[DATASET RECORDS — start]

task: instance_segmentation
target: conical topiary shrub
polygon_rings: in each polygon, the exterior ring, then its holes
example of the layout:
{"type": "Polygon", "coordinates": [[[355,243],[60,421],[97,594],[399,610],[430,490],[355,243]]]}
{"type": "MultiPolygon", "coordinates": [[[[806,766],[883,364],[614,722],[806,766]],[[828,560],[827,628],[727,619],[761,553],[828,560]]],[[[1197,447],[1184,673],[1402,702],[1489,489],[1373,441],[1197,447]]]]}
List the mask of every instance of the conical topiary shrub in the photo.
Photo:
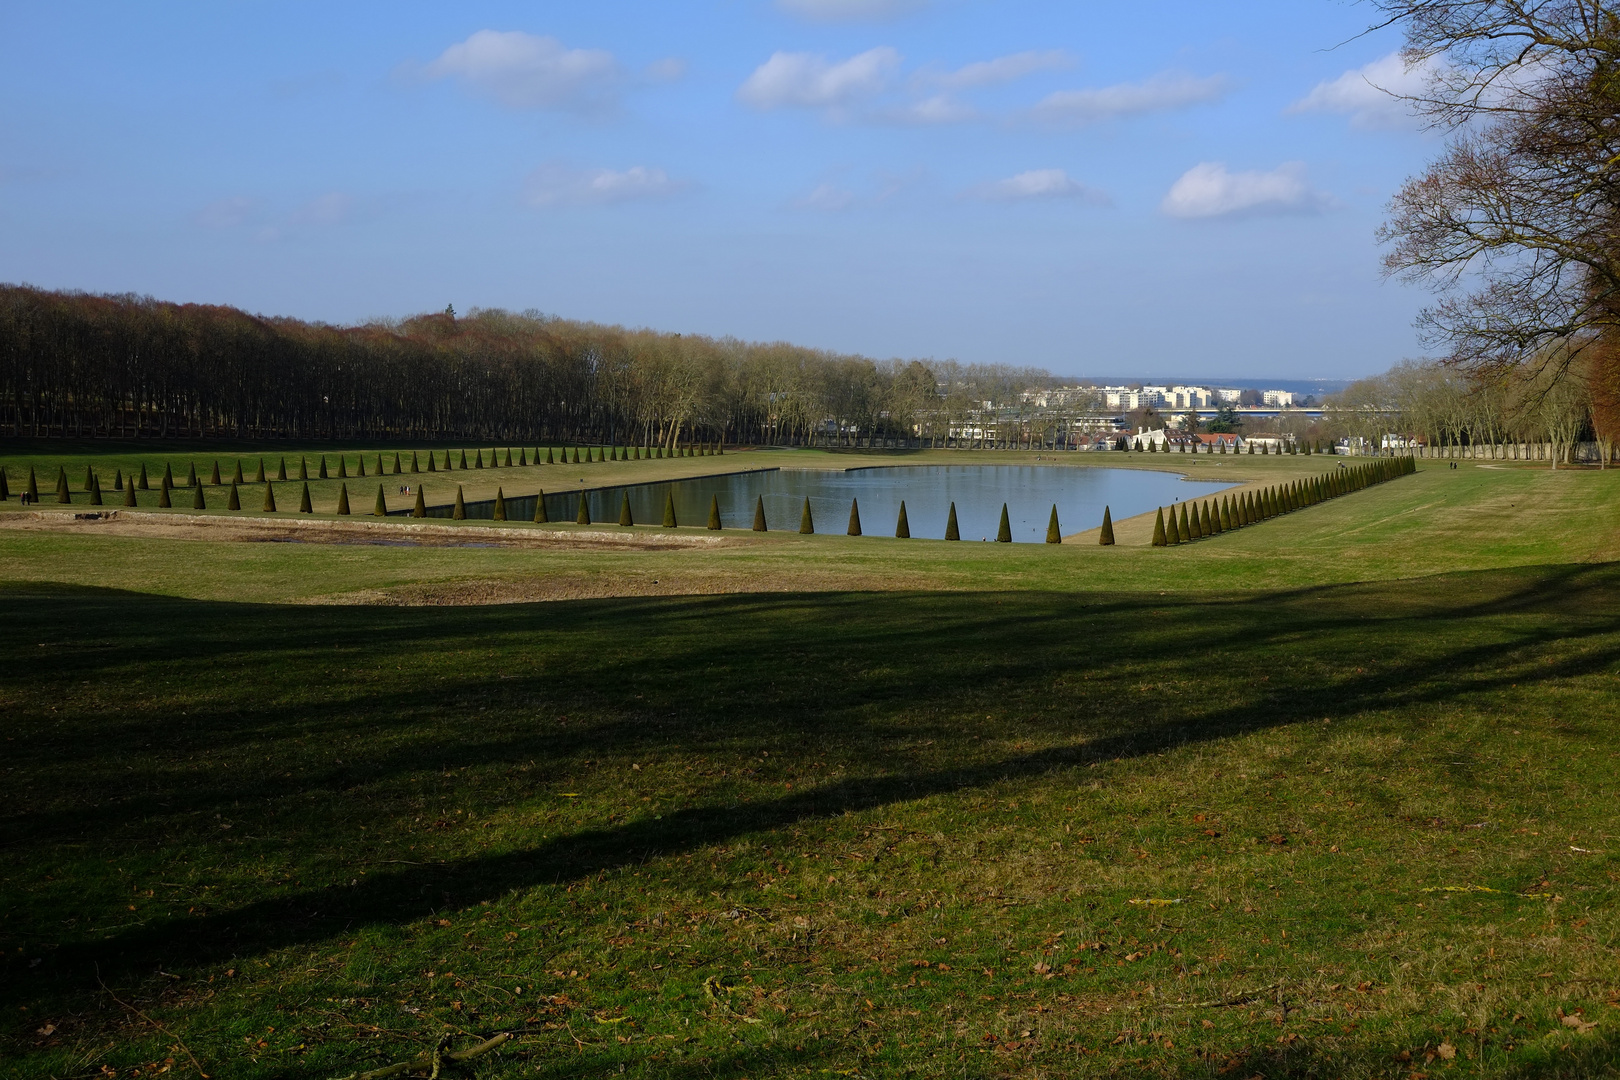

[DATASET RECORDS — finish]

● **PROBLEM DETAILS**
Please filter the entries for the word "conical" and copy the lines that have it.

● **COMPLETED EXERCISE**
target: conical topiary shrub
List the mask of every instance of the conical topiary shrub in the photo.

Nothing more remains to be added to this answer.